Stated problem
From the lines below, retain only those containing the word "house". Reproduce each retained line in full, in its original order.

Dataset rows
++++++++++++++++++++
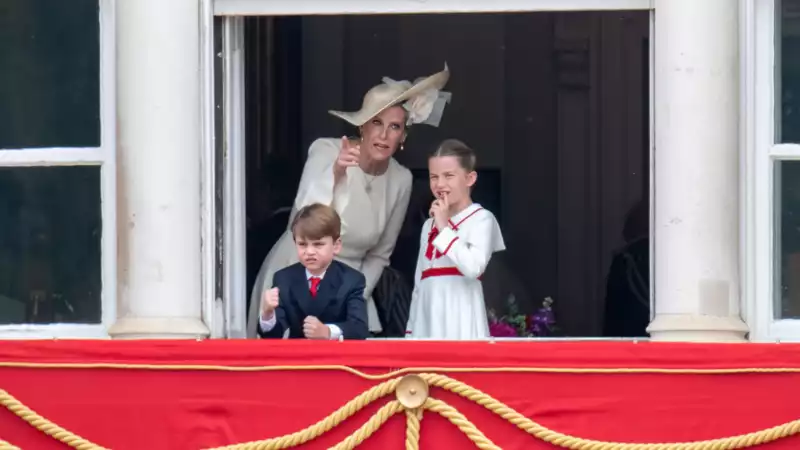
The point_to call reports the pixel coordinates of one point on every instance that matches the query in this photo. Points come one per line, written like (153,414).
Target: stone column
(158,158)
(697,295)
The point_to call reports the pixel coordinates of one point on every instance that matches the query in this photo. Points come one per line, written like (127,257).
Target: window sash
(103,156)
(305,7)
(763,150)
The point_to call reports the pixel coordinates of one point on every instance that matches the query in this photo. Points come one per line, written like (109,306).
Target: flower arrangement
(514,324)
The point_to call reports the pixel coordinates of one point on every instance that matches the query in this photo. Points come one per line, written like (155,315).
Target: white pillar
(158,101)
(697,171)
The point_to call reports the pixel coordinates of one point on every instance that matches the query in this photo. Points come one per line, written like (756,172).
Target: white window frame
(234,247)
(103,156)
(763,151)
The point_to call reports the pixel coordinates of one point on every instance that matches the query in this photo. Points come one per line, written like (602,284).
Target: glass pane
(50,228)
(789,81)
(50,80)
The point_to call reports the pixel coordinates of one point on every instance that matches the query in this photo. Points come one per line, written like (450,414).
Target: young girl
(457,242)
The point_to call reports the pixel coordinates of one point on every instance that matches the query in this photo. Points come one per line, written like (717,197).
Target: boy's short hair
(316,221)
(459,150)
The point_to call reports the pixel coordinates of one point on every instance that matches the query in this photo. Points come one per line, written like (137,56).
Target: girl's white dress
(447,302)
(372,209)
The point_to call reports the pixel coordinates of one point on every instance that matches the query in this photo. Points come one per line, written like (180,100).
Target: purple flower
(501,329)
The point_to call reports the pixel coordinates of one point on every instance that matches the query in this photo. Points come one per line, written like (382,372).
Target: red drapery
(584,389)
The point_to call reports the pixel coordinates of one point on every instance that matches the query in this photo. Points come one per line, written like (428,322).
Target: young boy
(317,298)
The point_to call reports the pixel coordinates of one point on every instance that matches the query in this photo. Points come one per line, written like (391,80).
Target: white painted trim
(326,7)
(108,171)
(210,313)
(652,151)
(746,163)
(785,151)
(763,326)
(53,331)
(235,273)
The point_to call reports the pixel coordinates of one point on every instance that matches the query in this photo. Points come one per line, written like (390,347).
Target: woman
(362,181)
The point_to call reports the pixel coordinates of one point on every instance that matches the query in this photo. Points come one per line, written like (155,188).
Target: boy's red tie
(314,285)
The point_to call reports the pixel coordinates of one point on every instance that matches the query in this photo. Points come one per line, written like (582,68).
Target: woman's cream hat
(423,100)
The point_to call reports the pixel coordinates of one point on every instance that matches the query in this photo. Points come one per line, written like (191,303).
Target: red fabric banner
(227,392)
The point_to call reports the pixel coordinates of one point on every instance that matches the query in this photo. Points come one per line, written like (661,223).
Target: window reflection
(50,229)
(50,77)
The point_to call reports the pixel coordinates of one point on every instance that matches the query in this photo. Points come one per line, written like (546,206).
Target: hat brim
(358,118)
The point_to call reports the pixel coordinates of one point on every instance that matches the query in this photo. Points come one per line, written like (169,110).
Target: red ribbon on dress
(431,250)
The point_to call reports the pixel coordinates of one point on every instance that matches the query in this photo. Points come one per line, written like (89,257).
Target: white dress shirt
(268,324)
++++++++++++++++++++
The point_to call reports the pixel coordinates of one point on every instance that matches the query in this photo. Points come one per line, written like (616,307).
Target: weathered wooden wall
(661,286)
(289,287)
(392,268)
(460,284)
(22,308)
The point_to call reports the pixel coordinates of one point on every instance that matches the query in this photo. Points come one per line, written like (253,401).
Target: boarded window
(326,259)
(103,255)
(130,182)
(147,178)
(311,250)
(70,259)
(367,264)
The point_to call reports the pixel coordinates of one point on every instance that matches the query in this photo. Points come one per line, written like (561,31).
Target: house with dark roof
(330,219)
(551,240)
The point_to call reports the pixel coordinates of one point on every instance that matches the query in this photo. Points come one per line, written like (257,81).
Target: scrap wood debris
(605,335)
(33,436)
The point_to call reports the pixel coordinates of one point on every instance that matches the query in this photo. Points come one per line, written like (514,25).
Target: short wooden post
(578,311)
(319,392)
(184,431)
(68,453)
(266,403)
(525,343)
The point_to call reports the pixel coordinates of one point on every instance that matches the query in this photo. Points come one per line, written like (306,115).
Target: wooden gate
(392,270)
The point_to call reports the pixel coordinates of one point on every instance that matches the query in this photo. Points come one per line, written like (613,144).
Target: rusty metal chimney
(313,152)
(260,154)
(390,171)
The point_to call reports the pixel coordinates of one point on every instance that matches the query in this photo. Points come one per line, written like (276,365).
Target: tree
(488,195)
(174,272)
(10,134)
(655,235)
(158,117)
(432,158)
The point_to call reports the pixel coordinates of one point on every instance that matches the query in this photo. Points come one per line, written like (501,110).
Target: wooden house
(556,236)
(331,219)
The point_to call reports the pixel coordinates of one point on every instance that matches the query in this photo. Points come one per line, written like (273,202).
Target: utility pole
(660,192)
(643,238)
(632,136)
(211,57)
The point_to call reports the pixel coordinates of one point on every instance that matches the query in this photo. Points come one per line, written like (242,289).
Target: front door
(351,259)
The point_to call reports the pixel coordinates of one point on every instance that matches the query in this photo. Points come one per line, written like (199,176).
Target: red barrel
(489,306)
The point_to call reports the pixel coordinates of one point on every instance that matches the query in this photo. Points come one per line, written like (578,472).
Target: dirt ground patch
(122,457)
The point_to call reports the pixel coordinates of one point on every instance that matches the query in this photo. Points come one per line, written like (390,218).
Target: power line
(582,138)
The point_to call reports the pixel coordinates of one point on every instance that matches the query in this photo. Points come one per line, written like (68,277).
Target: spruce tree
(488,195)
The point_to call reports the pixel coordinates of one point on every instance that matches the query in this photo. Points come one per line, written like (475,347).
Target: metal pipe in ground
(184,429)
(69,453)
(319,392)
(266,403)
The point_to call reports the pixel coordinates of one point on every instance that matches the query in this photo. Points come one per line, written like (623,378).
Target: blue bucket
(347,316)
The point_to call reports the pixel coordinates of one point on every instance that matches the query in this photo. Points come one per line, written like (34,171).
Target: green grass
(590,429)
++++++++++++++++++++
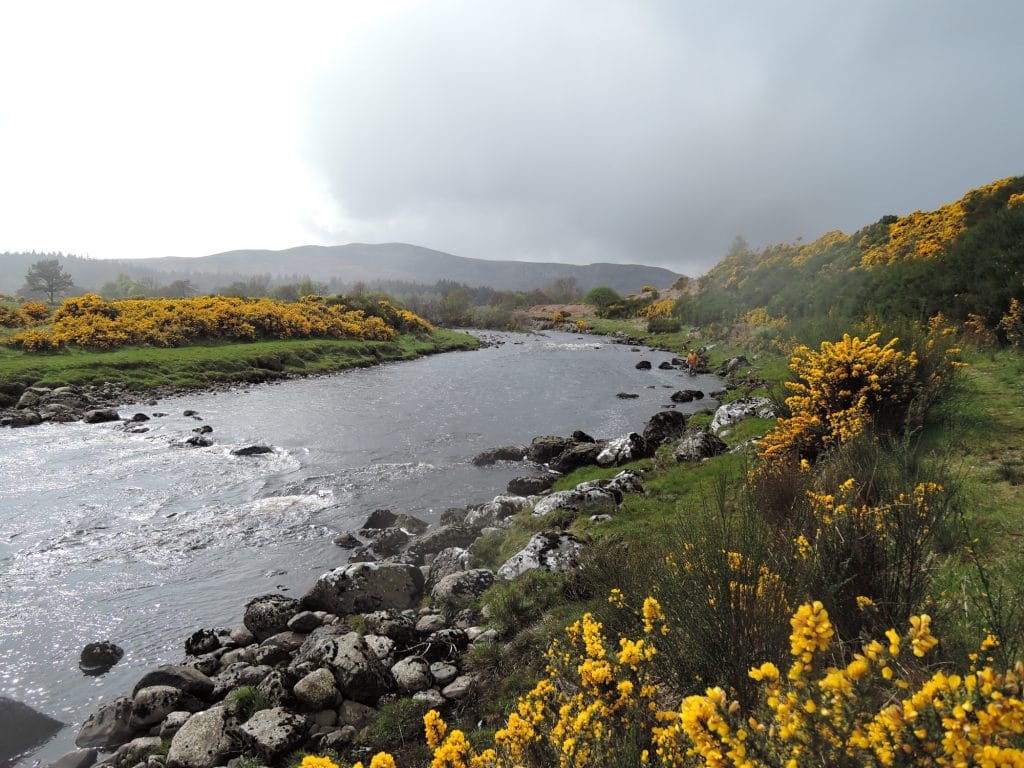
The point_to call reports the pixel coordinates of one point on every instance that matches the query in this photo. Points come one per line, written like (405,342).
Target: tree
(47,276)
++++++++++++++++++++
Written response
Target: house with dark roof
Target: wooden house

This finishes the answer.